▶ [WHAT THE TASK ASKS] Every entry below must appear again, exactly as written.
## begin
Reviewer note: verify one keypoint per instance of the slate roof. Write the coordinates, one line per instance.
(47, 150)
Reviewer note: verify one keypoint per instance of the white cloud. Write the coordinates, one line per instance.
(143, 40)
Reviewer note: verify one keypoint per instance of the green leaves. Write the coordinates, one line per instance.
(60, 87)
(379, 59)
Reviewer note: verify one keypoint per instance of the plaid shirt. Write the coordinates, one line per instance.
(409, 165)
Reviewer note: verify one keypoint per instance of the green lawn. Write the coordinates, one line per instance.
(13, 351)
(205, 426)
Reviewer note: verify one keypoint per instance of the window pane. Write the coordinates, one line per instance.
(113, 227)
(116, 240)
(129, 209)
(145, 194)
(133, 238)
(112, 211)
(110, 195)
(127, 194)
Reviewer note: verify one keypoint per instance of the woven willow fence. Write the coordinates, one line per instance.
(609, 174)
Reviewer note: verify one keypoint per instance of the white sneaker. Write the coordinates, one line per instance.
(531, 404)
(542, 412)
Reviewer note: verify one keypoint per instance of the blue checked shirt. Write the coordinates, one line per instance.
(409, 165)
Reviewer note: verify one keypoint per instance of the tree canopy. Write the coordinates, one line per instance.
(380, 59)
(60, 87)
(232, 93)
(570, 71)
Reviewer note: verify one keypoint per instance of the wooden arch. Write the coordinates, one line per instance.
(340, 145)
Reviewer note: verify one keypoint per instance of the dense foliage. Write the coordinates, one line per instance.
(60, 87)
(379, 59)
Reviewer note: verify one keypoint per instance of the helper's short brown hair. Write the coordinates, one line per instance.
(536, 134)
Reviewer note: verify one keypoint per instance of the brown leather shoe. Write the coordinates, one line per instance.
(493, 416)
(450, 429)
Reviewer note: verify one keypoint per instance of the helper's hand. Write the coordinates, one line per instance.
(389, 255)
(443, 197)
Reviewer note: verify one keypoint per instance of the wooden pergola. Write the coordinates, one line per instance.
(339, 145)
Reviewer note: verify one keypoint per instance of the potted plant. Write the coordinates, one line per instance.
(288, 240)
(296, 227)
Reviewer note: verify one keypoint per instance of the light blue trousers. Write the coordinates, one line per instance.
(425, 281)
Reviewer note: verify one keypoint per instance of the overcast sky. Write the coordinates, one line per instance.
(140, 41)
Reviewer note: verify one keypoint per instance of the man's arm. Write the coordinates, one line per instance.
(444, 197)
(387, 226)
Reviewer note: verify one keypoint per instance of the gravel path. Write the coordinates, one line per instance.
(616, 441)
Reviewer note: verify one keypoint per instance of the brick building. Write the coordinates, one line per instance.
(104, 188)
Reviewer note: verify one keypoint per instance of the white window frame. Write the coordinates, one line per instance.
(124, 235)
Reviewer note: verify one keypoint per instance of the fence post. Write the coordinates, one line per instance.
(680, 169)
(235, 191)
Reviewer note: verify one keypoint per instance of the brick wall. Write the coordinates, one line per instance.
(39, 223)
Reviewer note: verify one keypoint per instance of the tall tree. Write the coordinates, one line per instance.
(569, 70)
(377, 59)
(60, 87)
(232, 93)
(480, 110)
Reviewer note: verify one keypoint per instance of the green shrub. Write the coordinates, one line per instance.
## end
▶ [REPLY TO THE TASK]
Reviewer note: verify one keypoint per instance of the slate roof. Write the coordinates, one line per instance.
(47, 150)
Reviewer note: verify one keypoint per instance of the white cloud. Write the coordinates, one line per instance.
(143, 40)
Reviewer note: verify one keypoint per instance of the green leaves. Write the coordinates, one line per instance.
(60, 87)
(379, 59)
Reviewer note: verify one keypoint per instance of the plaid shirt. Write the coordinates, one line per instance.
(409, 165)
Reviewer note: verify one keypoint per instance of the green lawn. Write the coordinates, one line per instance.
(13, 351)
(205, 426)
Reviewer note: verify one keypoint per instance of the window pane. Write the coordinates, one line per instance.
(113, 227)
(116, 240)
(129, 209)
(145, 194)
(133, 238)
(112, 211)
(110, 195)
(127, 194)
Reviewer note: verify one keypoint per instance of the woven willow fence. Write the coordinates, one line per instance.
(609, 174)
Reviewer note: verify one keypoint per instance of the white sneaker. Write the coordinates, one line per instance.
(531, 404)
(542, 412)
Reviewer note: verify one keypoint per instance of the blue checked shirt. Write the coordinates, one line per instance.
(409, 165)
Reviewer note: verify one keypoint per instance of the tree canopy. Write the coordinates, one line per instance.
(380, 59)
(60, 87)
(232, 93)
(570, 71)
Reviewer note: verify one keypoint per instance of the wooden arch. Write the coordinates, one line per instance.
(340, 145)
Reviewer note: verify one keypoint per instance of the dense foliage. Write the coordinates, one line per instance.
(60, 87)
(379, 59)
Reviewer note: verify one keypoint per instance of the helper's short brown hair. Write the coordinates, one line per instance.
(536, 134)
Reviewer note: verify one keypoint per instance of the brown leather shoe. Write the coordinates, one line per instance.
(493, 416)
(450, 429)
Reviewer note: verify one keypoint per instance of the helper's hand. Write the coordinates, one line per instance.
(389, 255)
(443, 197)
Reviewer note: verify one keypoint per instance of the wooden pergola. Write the coordinates, one line per instance.
(339, 145)
Reviewer note: verify one keypoint per instance of the potted plant. Write the coordinates, one line per instance.
(288, 240)
(296, 227)
Reviewer note: verify one keypoint per instance of the light blue trousers. Write the coordinates, one line per instance.
(425, 281)
Reviewer note: verify one keypoint per instance of the overcast sky. Write the coordinates, one line per instance.
(140, 41)
Reviewer note: verify one keypoint per instance of the man's arm. Write the coordinates, one line per instance.
(444, 197)
(387, 226)
Reviewer note: verify one keypoint per instance of the gravel path. Write the coordinates, one line per instance.
(616, 441)
Reviewer note: verify one keypoint per instance of the brick building. Write the coordinates, one line per instance.
(104, 188)
Reviewer note: verify one keypoint per instance of the white window frame. Write the coordinates, one line per instance.
(124, 235)
Reviewer note: verify one keypoint per instance of the fence post. Write the coordinates, one line per instance.
(680, 169)
(235, 191)
Reviewer note: verify one keypoint per instance of the brick wall. Write the coordinates, one line per instance.
(39, 223)
Reviewer note: verify one keypoint per instance of the tall tree. Write the coordinates, one line per instance.
(569, 70)
(377, 59)
(60, 87)
(232, 93)
(480, 110)
Reviewer note: verify one keypoint per instance of the green shrub. Write the coordinates, one line per instance.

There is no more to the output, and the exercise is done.